**EXERCISE PROMPT**
In the records below, how many lines hold the word "crack"? Give only the number.

- - - - -

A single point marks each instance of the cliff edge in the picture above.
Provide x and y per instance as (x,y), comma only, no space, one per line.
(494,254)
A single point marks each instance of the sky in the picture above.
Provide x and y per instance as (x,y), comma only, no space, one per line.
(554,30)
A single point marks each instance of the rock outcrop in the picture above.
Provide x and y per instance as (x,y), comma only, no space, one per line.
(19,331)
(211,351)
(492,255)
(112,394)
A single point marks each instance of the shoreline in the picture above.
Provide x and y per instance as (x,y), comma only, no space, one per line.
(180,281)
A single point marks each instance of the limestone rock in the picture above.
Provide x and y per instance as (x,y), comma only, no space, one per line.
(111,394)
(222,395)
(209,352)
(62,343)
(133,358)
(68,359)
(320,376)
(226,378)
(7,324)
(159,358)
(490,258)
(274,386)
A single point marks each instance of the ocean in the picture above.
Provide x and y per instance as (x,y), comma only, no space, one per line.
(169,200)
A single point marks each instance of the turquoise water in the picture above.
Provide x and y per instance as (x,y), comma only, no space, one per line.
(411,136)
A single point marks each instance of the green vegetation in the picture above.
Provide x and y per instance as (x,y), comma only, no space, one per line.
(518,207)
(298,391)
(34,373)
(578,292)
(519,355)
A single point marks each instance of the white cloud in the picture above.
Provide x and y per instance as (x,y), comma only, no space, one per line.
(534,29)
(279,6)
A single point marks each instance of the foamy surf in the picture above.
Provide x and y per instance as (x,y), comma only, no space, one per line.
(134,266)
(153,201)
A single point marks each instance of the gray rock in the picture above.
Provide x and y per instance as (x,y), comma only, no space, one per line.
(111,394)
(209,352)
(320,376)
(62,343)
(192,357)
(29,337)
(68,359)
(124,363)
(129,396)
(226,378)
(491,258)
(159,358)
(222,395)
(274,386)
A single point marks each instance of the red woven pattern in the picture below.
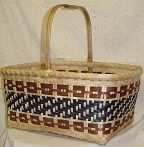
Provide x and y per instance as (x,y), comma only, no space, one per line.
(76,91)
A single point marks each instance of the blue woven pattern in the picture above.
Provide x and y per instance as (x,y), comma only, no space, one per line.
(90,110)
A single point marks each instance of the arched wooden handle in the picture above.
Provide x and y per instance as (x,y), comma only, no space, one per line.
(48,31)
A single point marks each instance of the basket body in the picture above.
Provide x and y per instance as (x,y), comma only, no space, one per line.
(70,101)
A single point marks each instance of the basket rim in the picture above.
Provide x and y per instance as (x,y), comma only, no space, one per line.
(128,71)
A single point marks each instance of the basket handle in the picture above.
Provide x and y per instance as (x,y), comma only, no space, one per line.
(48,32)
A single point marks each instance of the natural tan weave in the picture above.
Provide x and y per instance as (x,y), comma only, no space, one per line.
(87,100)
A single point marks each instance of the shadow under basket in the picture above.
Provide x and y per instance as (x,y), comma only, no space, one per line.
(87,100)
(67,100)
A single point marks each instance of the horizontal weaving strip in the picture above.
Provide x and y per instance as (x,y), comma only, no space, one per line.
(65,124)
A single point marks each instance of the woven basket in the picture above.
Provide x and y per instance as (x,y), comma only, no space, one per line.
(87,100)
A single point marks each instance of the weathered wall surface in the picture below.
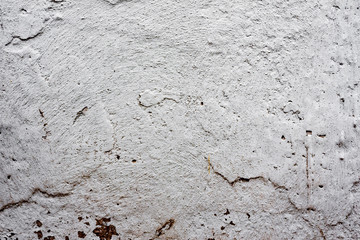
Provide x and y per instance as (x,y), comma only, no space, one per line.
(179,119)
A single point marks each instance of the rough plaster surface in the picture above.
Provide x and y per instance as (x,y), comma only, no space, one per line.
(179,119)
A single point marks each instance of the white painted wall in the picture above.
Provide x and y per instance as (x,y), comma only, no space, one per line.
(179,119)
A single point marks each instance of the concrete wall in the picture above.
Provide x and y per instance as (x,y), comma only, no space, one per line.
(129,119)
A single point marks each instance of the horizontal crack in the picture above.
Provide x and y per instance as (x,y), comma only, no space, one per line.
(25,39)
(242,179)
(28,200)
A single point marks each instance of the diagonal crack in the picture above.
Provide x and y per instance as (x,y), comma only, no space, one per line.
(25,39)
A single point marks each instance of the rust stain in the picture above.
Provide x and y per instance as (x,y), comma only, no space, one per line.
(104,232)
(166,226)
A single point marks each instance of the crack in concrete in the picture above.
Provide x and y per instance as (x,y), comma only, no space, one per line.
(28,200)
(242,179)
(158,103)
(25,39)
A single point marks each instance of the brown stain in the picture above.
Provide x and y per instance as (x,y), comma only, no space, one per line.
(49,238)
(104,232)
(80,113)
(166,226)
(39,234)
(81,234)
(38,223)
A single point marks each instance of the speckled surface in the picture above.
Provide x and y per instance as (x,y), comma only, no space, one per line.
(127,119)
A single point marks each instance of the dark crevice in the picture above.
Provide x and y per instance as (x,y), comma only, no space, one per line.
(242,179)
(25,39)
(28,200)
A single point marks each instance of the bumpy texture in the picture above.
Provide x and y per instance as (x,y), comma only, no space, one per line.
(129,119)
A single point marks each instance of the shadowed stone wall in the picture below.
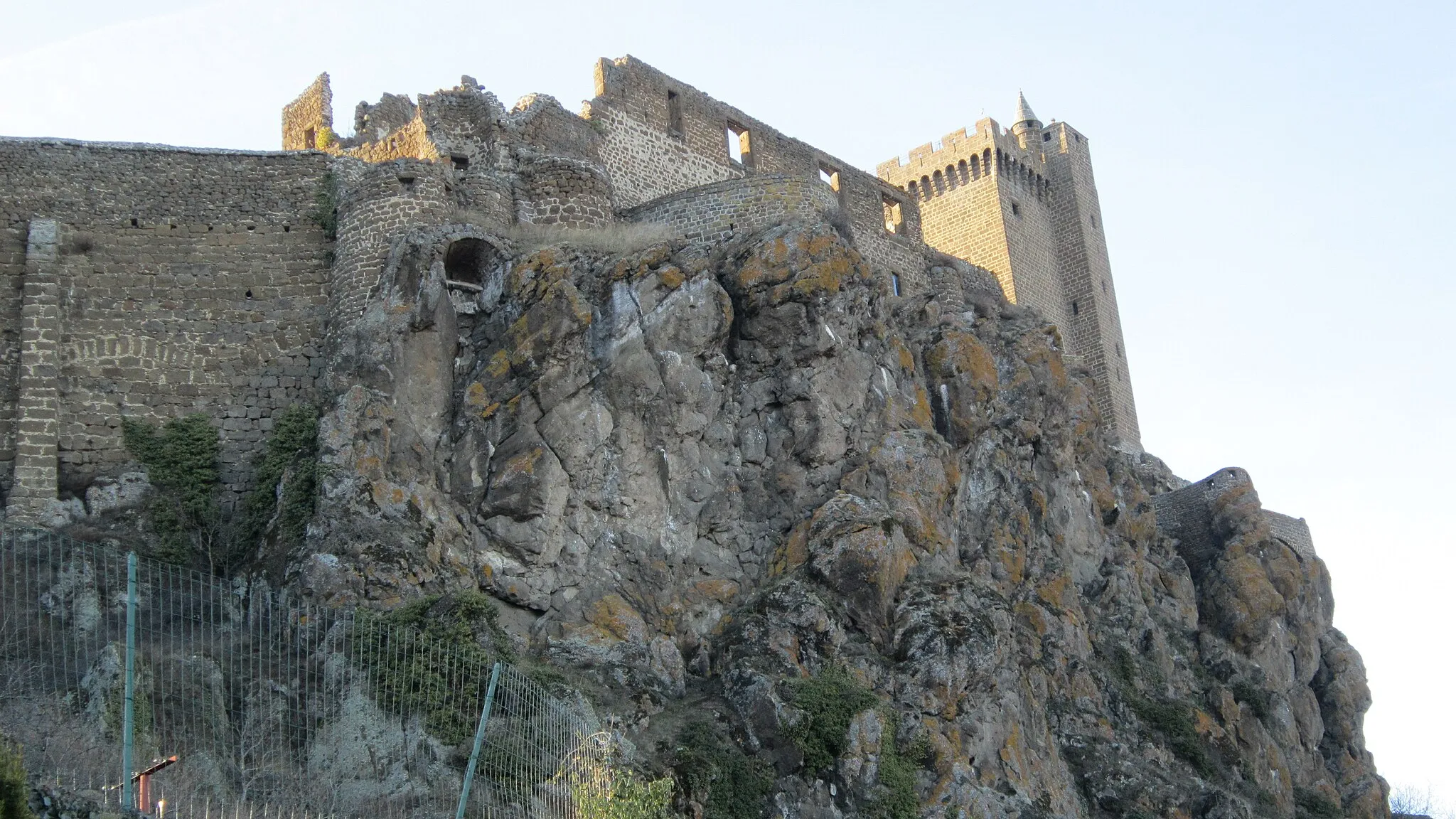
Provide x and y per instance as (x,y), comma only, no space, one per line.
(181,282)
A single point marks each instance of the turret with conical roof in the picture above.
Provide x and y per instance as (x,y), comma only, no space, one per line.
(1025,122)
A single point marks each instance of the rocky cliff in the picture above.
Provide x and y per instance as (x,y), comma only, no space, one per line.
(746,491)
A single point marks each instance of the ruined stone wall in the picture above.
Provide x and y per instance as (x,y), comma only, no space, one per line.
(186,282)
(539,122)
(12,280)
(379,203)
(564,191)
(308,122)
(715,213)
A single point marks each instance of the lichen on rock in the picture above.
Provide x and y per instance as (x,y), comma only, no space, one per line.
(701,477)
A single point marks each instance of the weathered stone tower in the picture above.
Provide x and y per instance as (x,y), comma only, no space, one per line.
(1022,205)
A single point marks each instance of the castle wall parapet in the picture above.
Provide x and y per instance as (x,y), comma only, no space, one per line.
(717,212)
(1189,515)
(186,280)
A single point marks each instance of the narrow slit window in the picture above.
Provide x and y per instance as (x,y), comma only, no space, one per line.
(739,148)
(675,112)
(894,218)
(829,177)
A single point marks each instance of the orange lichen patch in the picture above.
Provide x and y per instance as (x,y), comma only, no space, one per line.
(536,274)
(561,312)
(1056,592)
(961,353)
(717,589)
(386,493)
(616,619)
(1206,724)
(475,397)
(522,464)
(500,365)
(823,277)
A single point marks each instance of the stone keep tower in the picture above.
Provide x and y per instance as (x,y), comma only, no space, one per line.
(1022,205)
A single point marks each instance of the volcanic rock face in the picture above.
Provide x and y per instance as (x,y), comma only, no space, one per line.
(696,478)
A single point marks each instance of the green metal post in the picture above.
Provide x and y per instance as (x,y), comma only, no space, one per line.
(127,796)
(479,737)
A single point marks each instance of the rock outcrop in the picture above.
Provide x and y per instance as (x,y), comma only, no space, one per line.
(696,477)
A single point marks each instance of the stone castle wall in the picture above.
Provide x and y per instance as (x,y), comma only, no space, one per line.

- - - - -

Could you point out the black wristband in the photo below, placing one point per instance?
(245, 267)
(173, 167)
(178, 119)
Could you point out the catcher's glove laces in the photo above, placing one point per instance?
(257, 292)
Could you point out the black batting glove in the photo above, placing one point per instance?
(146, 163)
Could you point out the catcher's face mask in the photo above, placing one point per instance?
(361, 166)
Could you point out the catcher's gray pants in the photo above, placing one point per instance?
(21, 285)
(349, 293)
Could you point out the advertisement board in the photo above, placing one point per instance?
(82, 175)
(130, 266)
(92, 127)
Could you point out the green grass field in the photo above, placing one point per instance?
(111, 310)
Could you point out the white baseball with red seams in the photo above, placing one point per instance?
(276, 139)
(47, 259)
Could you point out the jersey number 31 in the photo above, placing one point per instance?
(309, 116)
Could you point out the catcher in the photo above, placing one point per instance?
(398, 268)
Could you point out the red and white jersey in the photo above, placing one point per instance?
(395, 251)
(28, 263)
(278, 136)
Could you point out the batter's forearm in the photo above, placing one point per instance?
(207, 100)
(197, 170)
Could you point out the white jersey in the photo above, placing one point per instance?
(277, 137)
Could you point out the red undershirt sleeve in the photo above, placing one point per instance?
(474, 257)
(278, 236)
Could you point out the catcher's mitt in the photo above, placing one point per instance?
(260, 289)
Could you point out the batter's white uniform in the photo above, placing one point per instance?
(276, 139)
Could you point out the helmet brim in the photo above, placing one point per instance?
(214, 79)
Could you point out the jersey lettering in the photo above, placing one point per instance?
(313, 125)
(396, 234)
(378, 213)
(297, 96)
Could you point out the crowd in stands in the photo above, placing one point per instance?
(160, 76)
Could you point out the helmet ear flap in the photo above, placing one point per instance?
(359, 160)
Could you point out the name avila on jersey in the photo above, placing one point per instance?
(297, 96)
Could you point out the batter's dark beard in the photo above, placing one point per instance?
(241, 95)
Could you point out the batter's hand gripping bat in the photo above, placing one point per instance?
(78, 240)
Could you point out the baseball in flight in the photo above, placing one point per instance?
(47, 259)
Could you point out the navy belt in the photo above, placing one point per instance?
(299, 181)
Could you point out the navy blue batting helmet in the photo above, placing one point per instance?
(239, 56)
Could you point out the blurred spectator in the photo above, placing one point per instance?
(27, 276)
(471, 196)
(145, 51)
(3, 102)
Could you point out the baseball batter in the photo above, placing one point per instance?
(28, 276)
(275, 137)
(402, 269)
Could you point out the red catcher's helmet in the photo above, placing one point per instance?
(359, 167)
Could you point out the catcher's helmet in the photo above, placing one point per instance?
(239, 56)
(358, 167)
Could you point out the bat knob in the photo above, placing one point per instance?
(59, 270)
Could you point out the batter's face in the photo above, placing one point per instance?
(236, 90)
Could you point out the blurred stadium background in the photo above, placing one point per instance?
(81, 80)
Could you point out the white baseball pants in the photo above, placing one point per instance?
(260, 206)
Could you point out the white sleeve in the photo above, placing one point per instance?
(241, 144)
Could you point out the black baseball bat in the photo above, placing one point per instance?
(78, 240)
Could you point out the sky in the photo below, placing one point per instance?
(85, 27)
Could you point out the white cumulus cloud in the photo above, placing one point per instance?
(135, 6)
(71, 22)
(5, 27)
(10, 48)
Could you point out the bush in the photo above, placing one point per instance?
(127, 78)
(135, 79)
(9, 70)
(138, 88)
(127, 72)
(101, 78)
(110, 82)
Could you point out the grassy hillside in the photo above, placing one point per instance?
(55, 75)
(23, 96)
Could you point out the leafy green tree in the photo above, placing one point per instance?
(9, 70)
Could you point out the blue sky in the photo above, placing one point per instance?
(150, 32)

- - - - -

**SOLUTION TO THIS PROBLEM**
3